• Data section:
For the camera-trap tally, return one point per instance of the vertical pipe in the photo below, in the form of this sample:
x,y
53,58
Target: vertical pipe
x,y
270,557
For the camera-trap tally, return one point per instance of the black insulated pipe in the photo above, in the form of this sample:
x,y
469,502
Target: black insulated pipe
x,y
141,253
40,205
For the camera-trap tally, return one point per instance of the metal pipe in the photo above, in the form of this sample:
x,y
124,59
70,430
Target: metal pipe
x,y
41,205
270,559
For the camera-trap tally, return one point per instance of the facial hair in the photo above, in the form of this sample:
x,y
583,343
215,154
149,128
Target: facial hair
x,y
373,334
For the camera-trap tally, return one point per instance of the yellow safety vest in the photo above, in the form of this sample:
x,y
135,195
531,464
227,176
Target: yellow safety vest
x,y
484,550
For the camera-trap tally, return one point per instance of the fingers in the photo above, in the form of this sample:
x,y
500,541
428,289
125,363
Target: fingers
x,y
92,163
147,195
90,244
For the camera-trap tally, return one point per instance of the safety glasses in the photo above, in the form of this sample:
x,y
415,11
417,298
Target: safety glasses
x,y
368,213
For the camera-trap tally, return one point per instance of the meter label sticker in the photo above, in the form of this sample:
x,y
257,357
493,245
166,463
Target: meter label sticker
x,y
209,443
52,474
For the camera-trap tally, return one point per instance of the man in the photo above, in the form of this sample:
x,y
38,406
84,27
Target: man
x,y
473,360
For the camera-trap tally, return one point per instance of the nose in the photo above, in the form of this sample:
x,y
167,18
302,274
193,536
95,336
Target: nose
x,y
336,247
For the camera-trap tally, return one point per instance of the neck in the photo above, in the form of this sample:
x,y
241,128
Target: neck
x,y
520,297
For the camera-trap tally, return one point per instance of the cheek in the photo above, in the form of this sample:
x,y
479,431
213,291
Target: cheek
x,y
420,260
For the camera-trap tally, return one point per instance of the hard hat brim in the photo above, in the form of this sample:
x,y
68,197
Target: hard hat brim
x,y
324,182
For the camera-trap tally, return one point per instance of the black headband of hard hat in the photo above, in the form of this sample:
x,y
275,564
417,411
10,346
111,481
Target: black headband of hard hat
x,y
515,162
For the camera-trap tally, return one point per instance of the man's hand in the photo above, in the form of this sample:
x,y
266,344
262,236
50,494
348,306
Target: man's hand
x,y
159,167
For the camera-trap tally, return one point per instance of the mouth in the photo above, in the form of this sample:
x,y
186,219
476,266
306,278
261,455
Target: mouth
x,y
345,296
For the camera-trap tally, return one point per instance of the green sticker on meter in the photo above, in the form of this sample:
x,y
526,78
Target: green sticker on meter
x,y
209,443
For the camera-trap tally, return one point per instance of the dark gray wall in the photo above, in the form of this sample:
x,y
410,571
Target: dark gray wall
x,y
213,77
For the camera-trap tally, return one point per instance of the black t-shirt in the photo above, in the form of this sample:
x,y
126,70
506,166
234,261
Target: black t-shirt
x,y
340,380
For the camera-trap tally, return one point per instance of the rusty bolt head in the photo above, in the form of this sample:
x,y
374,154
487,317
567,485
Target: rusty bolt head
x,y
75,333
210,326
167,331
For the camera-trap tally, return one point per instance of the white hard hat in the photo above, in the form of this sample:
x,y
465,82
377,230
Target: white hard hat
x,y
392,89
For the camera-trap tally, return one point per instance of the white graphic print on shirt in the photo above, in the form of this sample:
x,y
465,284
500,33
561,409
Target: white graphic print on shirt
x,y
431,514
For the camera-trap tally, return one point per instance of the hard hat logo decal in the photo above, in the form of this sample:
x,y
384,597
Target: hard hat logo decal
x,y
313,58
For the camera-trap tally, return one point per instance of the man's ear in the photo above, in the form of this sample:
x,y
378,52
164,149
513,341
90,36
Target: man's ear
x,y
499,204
...
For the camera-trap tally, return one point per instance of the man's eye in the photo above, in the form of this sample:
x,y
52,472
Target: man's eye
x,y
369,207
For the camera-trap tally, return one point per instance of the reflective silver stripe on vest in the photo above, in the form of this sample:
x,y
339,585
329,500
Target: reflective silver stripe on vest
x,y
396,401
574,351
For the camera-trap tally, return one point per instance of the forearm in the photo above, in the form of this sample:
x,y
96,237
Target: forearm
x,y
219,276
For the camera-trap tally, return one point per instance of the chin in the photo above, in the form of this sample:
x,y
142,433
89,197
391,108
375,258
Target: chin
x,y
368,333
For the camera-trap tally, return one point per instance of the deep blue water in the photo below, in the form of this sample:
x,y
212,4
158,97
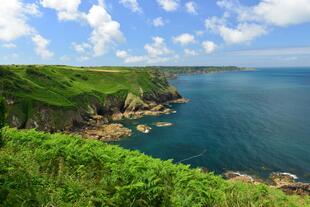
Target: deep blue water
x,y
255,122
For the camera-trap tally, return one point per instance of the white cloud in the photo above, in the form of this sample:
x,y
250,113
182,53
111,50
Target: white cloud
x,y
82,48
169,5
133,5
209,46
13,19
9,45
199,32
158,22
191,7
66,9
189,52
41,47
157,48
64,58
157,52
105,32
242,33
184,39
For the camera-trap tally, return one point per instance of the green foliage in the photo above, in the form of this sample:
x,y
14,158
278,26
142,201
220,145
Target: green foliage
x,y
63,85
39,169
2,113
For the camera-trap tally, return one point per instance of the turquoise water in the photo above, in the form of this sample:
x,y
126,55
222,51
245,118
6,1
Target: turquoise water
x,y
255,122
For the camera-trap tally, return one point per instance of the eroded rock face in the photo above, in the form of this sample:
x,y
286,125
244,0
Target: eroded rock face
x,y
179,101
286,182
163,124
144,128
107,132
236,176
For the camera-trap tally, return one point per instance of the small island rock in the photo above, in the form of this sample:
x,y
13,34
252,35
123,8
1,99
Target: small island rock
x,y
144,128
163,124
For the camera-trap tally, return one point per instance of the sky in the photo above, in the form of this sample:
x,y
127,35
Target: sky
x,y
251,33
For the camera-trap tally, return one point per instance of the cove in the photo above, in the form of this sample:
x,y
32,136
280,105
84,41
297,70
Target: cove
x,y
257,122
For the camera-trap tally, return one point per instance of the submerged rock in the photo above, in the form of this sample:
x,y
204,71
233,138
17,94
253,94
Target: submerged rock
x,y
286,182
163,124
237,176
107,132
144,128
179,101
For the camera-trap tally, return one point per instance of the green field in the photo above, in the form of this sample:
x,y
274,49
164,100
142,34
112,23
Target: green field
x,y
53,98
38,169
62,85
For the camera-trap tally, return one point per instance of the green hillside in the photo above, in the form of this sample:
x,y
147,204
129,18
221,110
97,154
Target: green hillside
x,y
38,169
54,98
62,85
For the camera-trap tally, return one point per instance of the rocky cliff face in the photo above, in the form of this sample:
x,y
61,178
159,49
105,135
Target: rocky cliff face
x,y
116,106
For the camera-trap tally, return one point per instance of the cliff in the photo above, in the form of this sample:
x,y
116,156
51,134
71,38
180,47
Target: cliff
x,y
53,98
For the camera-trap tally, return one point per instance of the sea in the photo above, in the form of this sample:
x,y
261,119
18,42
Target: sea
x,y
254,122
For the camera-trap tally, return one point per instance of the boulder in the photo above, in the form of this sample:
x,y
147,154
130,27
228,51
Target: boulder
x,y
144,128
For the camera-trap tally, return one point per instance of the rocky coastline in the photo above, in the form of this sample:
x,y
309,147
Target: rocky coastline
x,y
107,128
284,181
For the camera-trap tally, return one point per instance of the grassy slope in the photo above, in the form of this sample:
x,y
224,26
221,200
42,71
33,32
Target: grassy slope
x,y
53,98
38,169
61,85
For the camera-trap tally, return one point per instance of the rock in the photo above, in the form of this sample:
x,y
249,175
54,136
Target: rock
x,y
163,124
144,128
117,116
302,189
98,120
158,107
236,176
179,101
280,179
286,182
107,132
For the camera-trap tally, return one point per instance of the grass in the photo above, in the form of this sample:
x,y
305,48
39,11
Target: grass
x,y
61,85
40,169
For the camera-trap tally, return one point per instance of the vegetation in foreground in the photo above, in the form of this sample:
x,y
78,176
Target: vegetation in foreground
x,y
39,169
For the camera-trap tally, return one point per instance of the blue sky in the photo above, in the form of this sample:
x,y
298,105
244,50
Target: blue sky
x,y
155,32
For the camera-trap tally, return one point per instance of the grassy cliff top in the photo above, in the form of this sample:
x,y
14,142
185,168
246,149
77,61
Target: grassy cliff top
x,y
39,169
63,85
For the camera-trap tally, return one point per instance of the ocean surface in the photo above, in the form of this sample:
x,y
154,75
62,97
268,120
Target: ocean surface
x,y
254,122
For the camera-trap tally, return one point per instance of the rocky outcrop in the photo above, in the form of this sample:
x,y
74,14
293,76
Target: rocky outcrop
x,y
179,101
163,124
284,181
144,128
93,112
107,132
---
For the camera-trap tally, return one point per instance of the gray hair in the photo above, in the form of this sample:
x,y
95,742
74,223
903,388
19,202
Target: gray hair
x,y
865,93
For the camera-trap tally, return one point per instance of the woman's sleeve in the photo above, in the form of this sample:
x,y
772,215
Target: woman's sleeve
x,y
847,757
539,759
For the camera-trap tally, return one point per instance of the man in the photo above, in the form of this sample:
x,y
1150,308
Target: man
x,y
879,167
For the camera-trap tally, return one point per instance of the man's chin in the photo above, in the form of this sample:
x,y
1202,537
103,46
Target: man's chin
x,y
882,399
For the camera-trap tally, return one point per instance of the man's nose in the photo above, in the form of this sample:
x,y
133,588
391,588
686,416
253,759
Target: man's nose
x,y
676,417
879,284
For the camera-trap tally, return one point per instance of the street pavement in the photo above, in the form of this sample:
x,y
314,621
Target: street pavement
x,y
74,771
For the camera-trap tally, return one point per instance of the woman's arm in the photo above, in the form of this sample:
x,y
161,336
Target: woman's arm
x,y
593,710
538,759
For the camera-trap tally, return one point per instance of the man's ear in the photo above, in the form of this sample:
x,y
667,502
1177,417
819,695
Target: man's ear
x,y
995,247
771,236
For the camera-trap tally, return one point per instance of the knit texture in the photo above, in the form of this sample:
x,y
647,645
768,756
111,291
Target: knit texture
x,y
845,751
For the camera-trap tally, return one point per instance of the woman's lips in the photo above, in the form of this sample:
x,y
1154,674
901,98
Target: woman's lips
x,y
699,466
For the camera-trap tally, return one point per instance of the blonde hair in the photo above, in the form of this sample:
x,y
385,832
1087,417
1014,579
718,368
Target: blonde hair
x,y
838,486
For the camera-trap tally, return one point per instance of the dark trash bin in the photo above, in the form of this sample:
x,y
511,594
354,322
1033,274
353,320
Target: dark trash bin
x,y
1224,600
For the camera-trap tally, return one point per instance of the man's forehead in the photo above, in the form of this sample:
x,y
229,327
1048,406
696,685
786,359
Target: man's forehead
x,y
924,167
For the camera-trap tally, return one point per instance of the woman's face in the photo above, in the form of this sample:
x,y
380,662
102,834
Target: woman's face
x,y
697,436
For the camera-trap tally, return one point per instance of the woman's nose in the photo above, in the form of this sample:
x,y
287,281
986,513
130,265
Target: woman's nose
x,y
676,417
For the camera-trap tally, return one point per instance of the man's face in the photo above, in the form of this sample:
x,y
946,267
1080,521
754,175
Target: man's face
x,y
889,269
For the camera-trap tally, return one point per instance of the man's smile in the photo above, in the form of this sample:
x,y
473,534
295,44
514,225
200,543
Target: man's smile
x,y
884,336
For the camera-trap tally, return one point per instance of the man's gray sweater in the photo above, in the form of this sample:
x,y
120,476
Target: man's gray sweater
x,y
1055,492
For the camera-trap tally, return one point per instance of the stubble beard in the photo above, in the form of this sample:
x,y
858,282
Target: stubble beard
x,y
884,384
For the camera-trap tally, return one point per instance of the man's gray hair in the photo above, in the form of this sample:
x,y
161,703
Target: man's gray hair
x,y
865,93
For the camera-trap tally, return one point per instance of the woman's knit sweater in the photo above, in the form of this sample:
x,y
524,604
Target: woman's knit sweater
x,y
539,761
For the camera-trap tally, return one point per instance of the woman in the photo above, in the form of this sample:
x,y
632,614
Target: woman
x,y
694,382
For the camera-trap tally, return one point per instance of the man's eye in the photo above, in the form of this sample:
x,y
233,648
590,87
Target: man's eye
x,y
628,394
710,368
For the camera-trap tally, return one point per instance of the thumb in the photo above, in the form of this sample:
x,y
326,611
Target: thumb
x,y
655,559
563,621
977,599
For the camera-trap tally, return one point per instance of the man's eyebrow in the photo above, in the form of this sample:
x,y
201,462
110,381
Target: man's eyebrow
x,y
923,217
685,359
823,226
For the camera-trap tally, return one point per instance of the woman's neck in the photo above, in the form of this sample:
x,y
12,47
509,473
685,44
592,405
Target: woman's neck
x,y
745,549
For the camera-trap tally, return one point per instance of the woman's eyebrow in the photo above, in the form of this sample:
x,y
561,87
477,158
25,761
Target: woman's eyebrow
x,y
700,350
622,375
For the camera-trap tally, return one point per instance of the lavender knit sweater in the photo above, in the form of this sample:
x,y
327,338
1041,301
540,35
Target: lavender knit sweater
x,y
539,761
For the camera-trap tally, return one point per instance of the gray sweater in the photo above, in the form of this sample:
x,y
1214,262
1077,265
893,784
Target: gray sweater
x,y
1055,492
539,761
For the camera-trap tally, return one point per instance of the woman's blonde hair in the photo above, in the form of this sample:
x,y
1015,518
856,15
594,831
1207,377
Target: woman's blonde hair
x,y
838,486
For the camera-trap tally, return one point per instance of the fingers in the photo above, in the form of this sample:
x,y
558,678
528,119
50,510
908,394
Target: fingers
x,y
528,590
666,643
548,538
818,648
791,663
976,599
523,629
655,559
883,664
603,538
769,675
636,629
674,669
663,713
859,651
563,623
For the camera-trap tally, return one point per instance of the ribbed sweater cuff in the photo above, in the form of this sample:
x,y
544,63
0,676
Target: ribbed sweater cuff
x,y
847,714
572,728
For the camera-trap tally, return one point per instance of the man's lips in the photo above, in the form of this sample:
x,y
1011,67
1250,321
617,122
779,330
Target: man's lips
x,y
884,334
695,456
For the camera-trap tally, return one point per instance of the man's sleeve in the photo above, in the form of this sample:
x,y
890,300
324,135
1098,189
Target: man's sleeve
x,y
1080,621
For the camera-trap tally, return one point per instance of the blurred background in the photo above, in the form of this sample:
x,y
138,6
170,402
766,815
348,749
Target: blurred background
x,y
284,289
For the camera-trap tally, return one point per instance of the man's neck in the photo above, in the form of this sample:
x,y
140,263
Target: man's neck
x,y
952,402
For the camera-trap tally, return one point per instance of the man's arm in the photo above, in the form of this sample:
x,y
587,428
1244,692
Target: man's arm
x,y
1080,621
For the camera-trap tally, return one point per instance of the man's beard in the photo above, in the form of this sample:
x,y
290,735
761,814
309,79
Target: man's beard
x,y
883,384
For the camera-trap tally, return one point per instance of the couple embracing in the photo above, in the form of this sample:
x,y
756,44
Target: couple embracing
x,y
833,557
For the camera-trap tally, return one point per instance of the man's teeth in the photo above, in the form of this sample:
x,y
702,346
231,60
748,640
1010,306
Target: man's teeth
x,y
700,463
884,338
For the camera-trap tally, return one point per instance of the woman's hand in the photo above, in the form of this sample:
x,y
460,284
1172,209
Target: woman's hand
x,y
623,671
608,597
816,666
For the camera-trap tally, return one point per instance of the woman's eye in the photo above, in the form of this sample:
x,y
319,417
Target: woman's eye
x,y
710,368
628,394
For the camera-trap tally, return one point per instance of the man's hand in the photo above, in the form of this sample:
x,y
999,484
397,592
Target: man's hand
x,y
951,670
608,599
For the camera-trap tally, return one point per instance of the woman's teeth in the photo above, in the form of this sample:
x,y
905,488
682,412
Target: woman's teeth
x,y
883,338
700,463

• Task to complete:
Pick out every line of the items above that contains the string "coastline", and treat uppercase and lowercase as different.

• Result for this task:
For the camera-trap tally, return one point per instance of the rocky coastline in the photo above, in the form of this sample:
Target: rocky coastline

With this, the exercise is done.